## START DATASET RECORDS

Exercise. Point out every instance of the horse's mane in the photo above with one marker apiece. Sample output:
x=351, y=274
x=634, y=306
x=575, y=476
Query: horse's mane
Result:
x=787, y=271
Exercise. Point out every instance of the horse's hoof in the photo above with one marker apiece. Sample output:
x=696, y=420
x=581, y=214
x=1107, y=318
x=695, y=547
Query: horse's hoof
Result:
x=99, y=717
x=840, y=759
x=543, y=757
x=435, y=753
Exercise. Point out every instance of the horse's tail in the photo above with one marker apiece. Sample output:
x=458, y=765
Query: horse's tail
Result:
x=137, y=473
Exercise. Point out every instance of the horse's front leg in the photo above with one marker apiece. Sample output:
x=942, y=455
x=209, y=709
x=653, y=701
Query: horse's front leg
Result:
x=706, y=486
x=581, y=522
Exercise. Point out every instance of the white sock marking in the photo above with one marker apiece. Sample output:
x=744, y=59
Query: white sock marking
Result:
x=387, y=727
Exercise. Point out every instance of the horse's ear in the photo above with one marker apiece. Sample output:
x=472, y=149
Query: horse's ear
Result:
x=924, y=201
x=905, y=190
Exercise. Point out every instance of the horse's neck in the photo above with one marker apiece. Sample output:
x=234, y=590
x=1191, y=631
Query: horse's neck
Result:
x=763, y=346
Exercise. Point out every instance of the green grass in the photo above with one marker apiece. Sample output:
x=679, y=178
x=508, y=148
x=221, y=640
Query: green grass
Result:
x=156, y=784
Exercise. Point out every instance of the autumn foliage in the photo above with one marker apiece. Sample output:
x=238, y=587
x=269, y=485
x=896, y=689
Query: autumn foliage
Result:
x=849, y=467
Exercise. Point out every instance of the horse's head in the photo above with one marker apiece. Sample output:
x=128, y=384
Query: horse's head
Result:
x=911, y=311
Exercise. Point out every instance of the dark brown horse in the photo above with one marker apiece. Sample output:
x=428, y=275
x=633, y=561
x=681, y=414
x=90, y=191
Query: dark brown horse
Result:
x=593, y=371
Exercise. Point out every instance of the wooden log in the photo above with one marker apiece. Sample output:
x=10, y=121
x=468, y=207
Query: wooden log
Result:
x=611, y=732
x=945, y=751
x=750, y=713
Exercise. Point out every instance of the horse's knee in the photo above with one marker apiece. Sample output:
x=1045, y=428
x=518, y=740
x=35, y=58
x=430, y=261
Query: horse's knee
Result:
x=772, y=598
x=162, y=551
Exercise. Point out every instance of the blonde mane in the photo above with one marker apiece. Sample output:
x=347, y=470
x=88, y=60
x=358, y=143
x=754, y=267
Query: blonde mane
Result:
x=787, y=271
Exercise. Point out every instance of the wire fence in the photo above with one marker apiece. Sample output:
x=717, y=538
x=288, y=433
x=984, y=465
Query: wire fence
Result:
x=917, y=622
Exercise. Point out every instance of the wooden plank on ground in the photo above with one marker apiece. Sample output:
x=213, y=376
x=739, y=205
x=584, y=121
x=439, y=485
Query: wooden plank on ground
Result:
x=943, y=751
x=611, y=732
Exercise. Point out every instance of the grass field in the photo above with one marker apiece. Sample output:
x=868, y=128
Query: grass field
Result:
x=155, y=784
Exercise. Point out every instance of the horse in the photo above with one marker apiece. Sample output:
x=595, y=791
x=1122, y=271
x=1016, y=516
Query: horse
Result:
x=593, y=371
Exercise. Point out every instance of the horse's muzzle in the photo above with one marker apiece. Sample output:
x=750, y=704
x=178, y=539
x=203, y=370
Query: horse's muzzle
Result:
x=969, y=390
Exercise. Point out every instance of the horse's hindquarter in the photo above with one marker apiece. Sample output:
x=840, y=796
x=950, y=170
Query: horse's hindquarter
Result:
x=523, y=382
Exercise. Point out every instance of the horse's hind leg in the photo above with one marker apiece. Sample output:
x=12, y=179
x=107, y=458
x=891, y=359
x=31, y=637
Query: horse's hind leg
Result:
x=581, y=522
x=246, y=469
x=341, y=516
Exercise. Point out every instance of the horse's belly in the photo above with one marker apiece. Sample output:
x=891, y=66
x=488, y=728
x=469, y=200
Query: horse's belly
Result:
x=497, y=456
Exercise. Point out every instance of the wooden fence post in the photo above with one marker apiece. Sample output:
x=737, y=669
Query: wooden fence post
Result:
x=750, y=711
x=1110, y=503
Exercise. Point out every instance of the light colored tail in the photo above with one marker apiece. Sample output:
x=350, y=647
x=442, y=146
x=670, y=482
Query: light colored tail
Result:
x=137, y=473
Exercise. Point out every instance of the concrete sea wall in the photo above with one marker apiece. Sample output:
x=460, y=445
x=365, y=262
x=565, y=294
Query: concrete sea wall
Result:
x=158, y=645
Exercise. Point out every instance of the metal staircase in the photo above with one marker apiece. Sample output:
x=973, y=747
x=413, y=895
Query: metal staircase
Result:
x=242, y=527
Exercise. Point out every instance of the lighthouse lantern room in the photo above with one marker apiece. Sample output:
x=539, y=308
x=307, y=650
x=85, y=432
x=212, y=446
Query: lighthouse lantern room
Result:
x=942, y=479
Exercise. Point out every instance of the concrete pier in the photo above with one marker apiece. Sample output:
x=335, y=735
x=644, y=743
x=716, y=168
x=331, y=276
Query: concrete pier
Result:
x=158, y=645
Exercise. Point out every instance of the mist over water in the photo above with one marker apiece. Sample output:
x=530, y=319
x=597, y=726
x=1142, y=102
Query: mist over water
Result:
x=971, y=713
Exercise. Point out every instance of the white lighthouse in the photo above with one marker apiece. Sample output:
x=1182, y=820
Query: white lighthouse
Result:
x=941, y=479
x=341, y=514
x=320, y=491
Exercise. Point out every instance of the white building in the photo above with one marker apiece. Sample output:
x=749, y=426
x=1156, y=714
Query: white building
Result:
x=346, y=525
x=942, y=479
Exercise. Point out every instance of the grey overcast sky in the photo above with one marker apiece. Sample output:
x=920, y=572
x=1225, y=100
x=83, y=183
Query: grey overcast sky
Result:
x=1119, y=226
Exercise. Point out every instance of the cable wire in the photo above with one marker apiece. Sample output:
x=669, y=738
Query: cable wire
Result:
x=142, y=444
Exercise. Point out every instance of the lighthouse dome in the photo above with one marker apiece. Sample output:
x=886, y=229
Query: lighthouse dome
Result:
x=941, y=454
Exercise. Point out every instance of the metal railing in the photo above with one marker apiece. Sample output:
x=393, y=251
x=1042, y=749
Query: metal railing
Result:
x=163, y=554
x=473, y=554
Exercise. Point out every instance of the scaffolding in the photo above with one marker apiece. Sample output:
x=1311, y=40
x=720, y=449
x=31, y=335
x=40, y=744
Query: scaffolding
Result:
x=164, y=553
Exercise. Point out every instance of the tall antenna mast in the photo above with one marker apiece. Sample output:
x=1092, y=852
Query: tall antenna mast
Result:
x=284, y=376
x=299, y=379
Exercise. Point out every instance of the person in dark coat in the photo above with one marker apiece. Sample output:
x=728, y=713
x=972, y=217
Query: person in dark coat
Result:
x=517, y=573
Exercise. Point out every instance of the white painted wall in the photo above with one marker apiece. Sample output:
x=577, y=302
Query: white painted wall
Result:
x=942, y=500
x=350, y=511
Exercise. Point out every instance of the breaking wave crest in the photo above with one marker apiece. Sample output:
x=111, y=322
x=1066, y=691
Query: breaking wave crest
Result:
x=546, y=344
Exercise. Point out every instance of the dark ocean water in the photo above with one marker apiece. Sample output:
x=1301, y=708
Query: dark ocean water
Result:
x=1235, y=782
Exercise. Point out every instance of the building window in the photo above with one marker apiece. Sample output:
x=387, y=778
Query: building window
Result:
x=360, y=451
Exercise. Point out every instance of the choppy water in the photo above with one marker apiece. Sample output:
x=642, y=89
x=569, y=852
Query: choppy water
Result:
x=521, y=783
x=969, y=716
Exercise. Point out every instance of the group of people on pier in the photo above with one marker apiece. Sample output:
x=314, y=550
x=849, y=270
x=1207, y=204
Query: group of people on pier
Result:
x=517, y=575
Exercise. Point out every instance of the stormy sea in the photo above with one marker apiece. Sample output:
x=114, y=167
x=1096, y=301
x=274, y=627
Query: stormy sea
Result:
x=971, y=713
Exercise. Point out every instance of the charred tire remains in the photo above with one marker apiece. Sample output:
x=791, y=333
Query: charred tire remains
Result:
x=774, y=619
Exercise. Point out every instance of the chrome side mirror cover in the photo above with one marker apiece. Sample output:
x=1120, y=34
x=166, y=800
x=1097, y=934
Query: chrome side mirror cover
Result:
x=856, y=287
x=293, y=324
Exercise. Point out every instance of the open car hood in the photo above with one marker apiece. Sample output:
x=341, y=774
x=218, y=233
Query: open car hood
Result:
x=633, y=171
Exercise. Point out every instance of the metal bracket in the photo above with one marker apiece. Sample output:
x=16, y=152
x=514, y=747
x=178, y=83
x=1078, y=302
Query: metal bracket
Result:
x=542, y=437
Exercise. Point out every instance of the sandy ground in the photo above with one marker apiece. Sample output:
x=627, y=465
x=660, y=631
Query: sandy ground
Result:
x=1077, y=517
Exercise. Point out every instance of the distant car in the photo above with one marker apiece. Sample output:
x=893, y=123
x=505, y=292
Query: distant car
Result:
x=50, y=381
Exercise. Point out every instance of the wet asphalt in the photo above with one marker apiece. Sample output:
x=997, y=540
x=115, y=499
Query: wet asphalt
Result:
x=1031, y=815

## END DATASET RECORDS

» AIM
Copy out the lines above without any changes, from the line containing "Exercise. Point out every instance of the dark brown" through the line containing "x=969, y=390", including both of those lines.

» ANSWER IN FULL
Exercise. Point out every instance of the dark brown horse in the photo above with one marker apiece. Sample output:
x=428, y=275
x=633, y=561
x=681, y=414
x=90, y=191
Query: dark brown horse
Result:
x=593, y=371
Exercise. Point out every instance of the wooden log in the photo above with one marker apiece. Sample output:
x=10, y=121
x=468, y=207
Query: wooden log
Result:
x=611, y=732
x=945, y=751
x=750, y=713
Exercise. Point out every instance of the horse's knee in the photo above with one marker apiece. Sample output:
x=1045, y=428
x=518, y=740
x=35, y=58
x=430, y=261
Query: horse's knee
Result:
x=772, y=598
x=162, y=551
Exercise. Point out every instance of the blonde mane in the photo above with one marker apiece. Sample output:
x=347, y=470
x=88, y=60
x=358, y=143
x=754, y=267
Query: blonde mane
Result:
x=787, y=271
Exercise. Point out every instance of the wire fence in the photo above with one marker apiece. Sample output:
x=717, y=538
x=288, y=433
x=984, y=465
Query: wire fence
Result:
x=917, y=622
Exercise. Point out every instance of the wooden plank on ground in the photo above with one marker apiece. Sample output:
x=213, y=376
x=739, y=205
x=584, y=121
x=439, y=485
Query: wooden plank on ground
Result:
x=943, y=751
x=611, y=732
Exercise. Point out every instance of the grass field in the photo above with one marker apiece. Sample output:
x=868, y=128
Query: grass field
Result:
x=155, y=784
Exercise. Point out every instance of the horse in the photo above with one marker apiece. Sample output:
x=595, y=791
x=1122, y=271
x=1016, y=516
Query: horse
Result:
x=593, y=371
Exercise. Point out every instance of the horse's muzzle in the photo above with one marker apiece. Sample output:
x=750, y=704
x=178, y=539
x=203, y=370
Query: horse's muzzle
Result:
x=969, y=390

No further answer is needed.